§ **TASK STATEMENT**
Locate each line of the material below that contains the word "license", and copy those lines in full. Treat the match as case-sensitive.

§ **DATA ENTRIES**

┄┄┄┄┄┄

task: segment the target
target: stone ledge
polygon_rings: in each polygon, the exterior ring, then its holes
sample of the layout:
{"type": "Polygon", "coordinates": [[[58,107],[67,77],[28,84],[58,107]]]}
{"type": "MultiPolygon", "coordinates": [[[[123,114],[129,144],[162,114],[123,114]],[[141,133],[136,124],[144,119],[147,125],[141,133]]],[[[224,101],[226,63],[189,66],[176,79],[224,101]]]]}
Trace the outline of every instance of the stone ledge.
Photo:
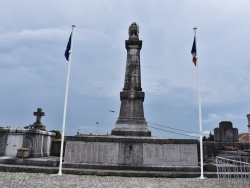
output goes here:
{"type": "Polygon", "coordinates": [[[99,170],[132,170],[132,171],[165,171],[165,172],[199,172],[199,166],[133,166],[133,165],[91,165],[84,163],[63,163],[64,168],[99,169],[99,170]]]}
{"type": "Polygon", "coordinates": [[[154,137],[133,137],[133,136],[67,136],[67,141],[87,142],[124,142],[124,143],[155,143],[155,144],[198,144],[196,139],[166,139],[154,137]]]}

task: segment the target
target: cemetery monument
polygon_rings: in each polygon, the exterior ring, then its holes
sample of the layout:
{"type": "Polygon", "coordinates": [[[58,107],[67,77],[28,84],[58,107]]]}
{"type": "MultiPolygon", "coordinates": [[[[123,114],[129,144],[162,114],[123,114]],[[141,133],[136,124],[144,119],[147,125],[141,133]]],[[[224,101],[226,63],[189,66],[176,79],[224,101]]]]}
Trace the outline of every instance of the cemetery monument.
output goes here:
{"type": "Polygon", "coordinates": [[[68,136],[63,167],[199,171],[195,139],[151,137],[144,118],[139,27],[125,41],[127,62],[121,108],[112,135],[68,136]]]}

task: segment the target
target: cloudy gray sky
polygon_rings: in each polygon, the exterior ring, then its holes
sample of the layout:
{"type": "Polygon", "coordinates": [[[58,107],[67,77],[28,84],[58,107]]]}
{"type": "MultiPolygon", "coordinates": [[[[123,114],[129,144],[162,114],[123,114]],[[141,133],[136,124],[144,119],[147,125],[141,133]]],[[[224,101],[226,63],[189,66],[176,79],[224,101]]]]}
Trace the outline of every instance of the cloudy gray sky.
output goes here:
{"type": "MultiPolygon", "coordinates": [[[[232,121],[247,132],[250,113],[250,1],[248,0],[22,0],[0,6],[0,126],[24,127],[38,107],[48,130],[61,130],[74,32],[66,135],[107,134],[120,108],[128,27],[140,27],[144,113],[160,124],[199,132],[193,27],[202,98],[203,130],[232,121]],[[110,113],[114,110],[115,113],[110,113]],[[98,122],[98,127],[96,122],[98,122]]],[[[162,127],[159,127],[162,129],[162,127]]],[[[153,136],[188,138],[173,129],[153,136]]]]}

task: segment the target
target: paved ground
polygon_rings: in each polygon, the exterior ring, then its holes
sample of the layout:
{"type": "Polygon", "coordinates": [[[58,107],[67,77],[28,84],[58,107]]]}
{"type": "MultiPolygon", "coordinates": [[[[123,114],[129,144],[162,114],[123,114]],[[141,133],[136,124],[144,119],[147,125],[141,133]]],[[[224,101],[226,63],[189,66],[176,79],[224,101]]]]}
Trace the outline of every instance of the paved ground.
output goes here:
{"type": "Polygon", "coordinates": [[[209,178],[131,178],[89,175],[52,175],[42,173],[0,172],[1,188],[64,188],[64,187],[107,187],[107,188],[216,188],[217,179],[209,178]]]}

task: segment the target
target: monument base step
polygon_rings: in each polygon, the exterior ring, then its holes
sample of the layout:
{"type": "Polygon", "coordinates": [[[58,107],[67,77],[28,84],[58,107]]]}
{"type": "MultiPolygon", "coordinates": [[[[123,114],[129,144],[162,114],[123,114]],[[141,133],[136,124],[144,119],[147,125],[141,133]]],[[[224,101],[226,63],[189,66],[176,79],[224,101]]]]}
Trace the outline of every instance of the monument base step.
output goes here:
{"type": "Polygon", "coordinates": [[[59,157],[16,158],[2,156],[0,164],[56,167],[59,165],[59,157]]]}
{"type": "Polygon", "coordinates": [[[172,172],[199,172],[199,166],[132,166],[132,165],[96,165],[84,163],[63,163],[64,168],[99,169],[99,170],[132,170],[132,171],[172,171],[172,172]]]}

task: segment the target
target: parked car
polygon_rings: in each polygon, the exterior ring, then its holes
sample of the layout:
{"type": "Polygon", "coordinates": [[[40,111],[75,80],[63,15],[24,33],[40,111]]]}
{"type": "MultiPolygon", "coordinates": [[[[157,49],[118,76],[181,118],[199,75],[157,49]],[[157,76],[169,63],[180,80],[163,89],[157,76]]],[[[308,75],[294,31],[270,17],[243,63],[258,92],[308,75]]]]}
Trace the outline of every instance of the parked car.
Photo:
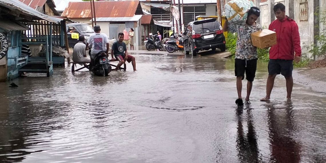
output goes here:
{"type": "Polygon", "coordinates": [[[184,33],[185,52],[195,56],[199,51],[216,48],[225,51],[225,38],[222,27],[215,18],[191,22],[184,33]]]}
{"type": "Polygon", "coordinates": [[[86,43],[89,36],[95,33],[90,26],[84,23],[70,23],[66,24],[66,27],[69,47],[73,47],[78,42],[77,38],[74,38],[74,35],[78,34],[79,35],[83,36],[86,43]]]}

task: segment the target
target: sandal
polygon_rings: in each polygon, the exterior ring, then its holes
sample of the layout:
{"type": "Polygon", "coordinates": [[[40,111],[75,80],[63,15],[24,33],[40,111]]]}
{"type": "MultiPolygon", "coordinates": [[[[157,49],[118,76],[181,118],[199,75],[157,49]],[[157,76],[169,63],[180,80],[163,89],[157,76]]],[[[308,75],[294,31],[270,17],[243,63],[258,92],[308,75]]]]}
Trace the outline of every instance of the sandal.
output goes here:
{"type": "Polygon", "coordinates": [[[235,100],[235,103],[238,106],[243,106],[244,105],[244,101],[242,98],[238,98],[235,100]]]}
{"type": "Polygon", "coordinates": [[[270,98],[267,98],[267,97],[265,96],[264,97],[260,99],[261,101],[269,101],[270,98]]]}
{"type": "Polygon", "coordinates": [[[250,102],[250,101],[249,101],[249,100],[245,100],[245,104],[251,104],[251,103],[250,102]]]}

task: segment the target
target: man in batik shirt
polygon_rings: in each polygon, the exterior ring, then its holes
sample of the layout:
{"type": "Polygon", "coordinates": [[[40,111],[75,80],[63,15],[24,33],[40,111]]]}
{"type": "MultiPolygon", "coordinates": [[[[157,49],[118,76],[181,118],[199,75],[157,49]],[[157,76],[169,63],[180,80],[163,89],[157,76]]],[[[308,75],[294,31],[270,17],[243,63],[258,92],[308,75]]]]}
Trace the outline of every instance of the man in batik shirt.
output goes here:
{"type": "Polygon", "coordinates": [[[235,72],[237,77],[237,89],[238,99],[235,103],[239,106],[243,105],[241,95],[242,80],[244,78],[245,72],[247,83],[246,104],[250,104],[249,97],[252,88],[252,82],[255,78],[257,68],[257,47],[252,45],[251,34],[253,33],[262,30],[260,25],[256,22],[260,16],[259,9],[252,7],[248,11],[246,23],[243,25],[235,24],[231,25],[227,20],[223,27],[224,31],[230,31],[236,32],[238,36],[237,46],[235,50],[235,72]]]}

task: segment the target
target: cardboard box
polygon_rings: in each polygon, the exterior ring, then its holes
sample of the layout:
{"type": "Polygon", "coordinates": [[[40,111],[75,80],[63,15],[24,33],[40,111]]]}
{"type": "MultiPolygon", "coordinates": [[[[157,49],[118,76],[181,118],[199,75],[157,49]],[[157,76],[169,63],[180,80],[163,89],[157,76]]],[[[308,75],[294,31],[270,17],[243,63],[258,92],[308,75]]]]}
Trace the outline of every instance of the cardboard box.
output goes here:
{"type": "Polygon", "coordinates": [[[276,32],[268,29],[263,29],[251,34],[252,45],[260,48],[265,48],[276,44],[276,32]]]}

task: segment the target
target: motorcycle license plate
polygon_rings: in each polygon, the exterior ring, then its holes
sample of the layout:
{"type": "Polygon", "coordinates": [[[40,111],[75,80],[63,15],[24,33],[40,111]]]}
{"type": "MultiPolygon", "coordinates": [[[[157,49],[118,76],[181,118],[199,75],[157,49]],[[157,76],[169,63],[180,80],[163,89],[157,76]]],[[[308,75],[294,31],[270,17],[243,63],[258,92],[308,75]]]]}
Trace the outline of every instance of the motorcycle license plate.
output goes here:
{"type": "Polygon", "coordinates": [[[204,39],[207,39],[207,38],[213,38],[214,37],[214,35],[206,35],[204,36],[204,39]]]}
{"type": "Polygon", "coordinates": [[[106,63],[109,63],[108,60],[100,60],[100,64],[102,65],[103,64],[105,64],[106,63]]]}

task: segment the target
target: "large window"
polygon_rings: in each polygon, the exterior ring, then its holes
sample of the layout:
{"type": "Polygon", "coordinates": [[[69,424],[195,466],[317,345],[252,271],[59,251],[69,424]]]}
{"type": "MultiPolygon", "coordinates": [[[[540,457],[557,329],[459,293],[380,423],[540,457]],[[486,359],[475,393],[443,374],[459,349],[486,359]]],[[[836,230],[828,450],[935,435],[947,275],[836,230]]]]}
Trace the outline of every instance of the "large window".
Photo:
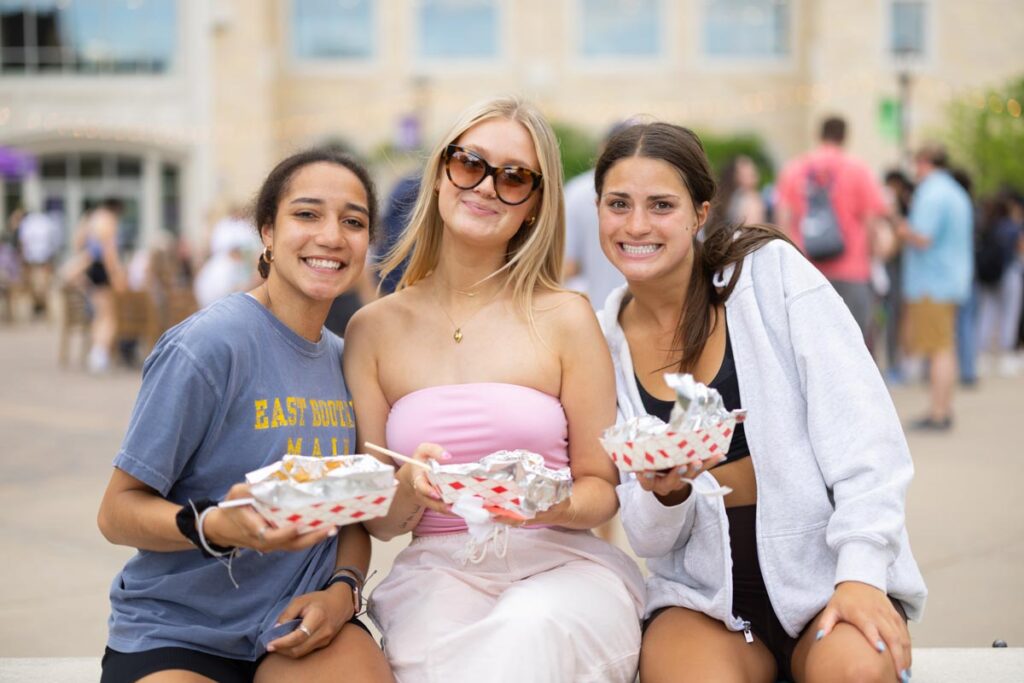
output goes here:
{"type": "Polygon", "coordinates": [[[790,53],[788,0],[703,0],[703,51],[713,57],[790,53]]]}
{"type": "Polygon", "coordinates": [[[419,0],[421,57],[492,59],[498,56],[495,0],[419,0]]]}
{"type": "Polygon", "coordinates": [[[303,60],[374,53],[372,0],[292,0],[292,53],[303,60]]]}
{"type": "Polygon", "coordinates": [[[925,0],[893,0],[890,5],[890,54],[904,59],[925,56],[927,17],[925,0]]]}
{"type": "Polygon", "coordinates": [[[653,57],[660,52],[660,0],[580,0],[586,57],[653,57]]]}
{"type": "Polygon", "coordinates": [[[0,71],[162,73],[176,28],[174,0],[0,0],[0,71]]]}

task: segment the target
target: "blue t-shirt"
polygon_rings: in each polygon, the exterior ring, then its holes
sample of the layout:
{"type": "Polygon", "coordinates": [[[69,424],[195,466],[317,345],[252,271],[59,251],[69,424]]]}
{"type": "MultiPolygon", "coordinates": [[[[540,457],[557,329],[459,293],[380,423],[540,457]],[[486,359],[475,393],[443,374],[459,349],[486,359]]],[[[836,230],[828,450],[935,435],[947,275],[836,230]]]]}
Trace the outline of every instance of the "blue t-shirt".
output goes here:
{"type": "MultiPolygon", "coordinates": [[[[115,467],[169,501],[222,498],[286,454],[346,455],[355,443],[341,373],[343,342],[298,336],[246,294],[169,330],[142,387],[115,467]]],[[[337,539],[299,552],[243,550],[231,569],[199,550],[140,550],[111,587],[108,645],[121,652],[187,647],[254,660],[278,614],[319,589],[337,539]]]]}
{"type": "Polygon", "coordinates": [[[974,276],[974,207],[967,191],[945,171],[932,171],[913,193],[909,221],[932,242],[903,250],[903,296],[967,301],[974,276]]]}

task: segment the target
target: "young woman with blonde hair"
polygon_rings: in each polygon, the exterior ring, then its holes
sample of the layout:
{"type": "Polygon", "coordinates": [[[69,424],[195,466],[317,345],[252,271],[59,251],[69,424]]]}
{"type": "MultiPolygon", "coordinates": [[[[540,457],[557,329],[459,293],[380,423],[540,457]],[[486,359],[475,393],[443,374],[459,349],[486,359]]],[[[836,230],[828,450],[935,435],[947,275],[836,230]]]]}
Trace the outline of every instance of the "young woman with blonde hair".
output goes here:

┄┄┄┄┄┄

§ **RESULT FOR THIS TASK**
target: motorcycle license plate
Trace the outline of every instance of the motorcycle license plate.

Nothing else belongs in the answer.